• **Aim of the task**
Write out the records below again, substituting "single point" for every occurrence of "single marker" and changing nothing else.

• **Dataset excerpts on pointing to objects**
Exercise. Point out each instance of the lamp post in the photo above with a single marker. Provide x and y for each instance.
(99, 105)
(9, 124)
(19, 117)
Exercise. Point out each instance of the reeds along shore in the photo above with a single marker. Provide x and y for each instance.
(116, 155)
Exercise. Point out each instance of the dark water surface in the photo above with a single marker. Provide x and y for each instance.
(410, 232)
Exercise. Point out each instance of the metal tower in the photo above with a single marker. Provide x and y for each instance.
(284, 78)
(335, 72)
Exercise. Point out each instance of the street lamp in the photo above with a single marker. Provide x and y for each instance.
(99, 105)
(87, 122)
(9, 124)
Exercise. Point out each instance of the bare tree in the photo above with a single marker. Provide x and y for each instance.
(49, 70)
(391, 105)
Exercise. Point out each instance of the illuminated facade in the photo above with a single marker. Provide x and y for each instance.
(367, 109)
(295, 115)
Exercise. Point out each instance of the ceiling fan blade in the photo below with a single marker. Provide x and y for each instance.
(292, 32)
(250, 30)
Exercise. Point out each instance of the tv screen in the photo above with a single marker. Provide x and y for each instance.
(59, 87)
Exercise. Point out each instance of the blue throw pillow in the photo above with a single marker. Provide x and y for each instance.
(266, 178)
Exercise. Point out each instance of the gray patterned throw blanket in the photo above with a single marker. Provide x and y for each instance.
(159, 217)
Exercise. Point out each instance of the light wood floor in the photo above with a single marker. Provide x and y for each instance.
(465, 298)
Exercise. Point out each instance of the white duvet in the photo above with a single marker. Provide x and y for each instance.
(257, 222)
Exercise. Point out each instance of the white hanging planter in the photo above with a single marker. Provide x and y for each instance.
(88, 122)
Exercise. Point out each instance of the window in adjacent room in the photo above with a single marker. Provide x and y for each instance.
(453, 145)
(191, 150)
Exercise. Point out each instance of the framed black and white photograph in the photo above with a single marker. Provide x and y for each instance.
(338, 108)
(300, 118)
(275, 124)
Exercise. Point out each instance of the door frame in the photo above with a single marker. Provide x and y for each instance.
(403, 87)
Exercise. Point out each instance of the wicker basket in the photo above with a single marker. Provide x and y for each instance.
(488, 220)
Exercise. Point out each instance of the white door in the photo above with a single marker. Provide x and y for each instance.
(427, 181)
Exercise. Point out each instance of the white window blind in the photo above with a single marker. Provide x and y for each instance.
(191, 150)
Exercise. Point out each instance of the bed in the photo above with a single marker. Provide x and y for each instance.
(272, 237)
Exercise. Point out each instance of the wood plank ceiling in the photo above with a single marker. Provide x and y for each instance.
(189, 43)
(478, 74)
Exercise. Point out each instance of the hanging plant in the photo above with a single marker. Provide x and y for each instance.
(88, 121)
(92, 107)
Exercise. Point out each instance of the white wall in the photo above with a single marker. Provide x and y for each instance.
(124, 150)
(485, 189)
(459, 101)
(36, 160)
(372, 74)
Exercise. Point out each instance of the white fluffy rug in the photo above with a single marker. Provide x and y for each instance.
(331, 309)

• **Exercise solution**
Exercise. Point out each instance of the lamp post in the photo above with a single point. Provide x and y for each instance.
(99, 105)
(9, 124)
(19, 117)
Exercise. Point out each instance of the reeds along shore in the photo above with a single point. Provide x and y for each instance.
(116, 155)
Exercise. Point out each instance of the dark water surface in the photo above with a single point. Provide x and y for each instance.
(410, 232)
Exercise. Point out each instance of the metal tower in the photo above with a single point. Provide x and y for each instance.
(284, 78)
(335, 72)
Exercise. Point out each instance of the street lamp in the photo above with a single point. Provide x and y for each instance.
(99, 105)
(87, 122)
(9, 124)
Exercise. Point out each instance of the bare tree in the photo above with a single point. Provide x and y for each instance.
(49, 70)
(391, 105)
Exercise. Point out each instance of the illuminated facade in the photo above with a single point. Provide x and y for each instance.
(367, 109)
(295, 115)
Exercise. Point out each instance of the ceiling fan blade in the photo below with a single point. Provide x and y for each instance.
(292, 32)
(250, 30)
Exercise. Point out each instance of the tv screen in the photo above with a single point. Provide x and y for each instance.
(59, 87)
Exercise. Point out each instance of the blue throw pillow in the photo above with a single point. Provide x and y for each instance.
(266, 178)
Exercise. Point out each instance of the gray patterned throw blanket in the photo above with a single point. Provide x and y for each instance.
(159, 217)
Exercise. Point out each instance of the light wood floor in the photo above with a single point. Provide x and y for each instance.
(465, 298)
Exercise. Point out each instance of the white duvet in the photo above with a single point. Provide x and y for each instance.
(257, 222)
Exercise. Point out each instance of the white hanging planter in the photo above with a single point. Provide x and y for each instance.
(88, 122)
Exercise. Point out each instance of the window in adjacent room in the photo above with a single point. Provide x and y for each instance.
(453, 145)
(191, 150)
Exercise. Point out each instance of the framed black and white photograph in the photo above with a single point. Provide x and y for each instance.
(338, 108)
(300, 118)
(275, 124)
Exercise. Point out each instance of the door frame in the photo above with a single point. Provide x and y for each instance.
(403, 87)
Exercise. Point out each instance of the wicker basket in the photo above with a single point. Provide x and y for each instance.
(488, 220)
Exercise. Point out each instance of the white door in the photo above with a single point. Provide x and y for each instance.
(427, 181)
Exercise. Point out each instance of the white window blind in the photo above with a single point. Provide x and y for each instance.
(191, 150)
Exercise. Point out each instance of the bed in the photo above with a single point. Provide x and y for each instance.
(272, 237)
Exercise. Point out each instance of the wood plank ceiling in the photo above with a single point. Provide x and y for each instance.
(189, 43)
(478, 74)
Exercise. Point out each instance of the hanging plant in the photo above with a single point. Provide x and y for each instance.
(88, 121)
(92, 107)
Exercise. Point out each instance of the white wall in the photo above with a single point. Provide x and y for each instance.
(124, 150)
(485, 189)
(459, 101)
(36, 160)
(372, 74)
Exercise. Point out each instance of the white fluffy rug in the photo above with a single point. Provide x and y for each instance.
(331, 309)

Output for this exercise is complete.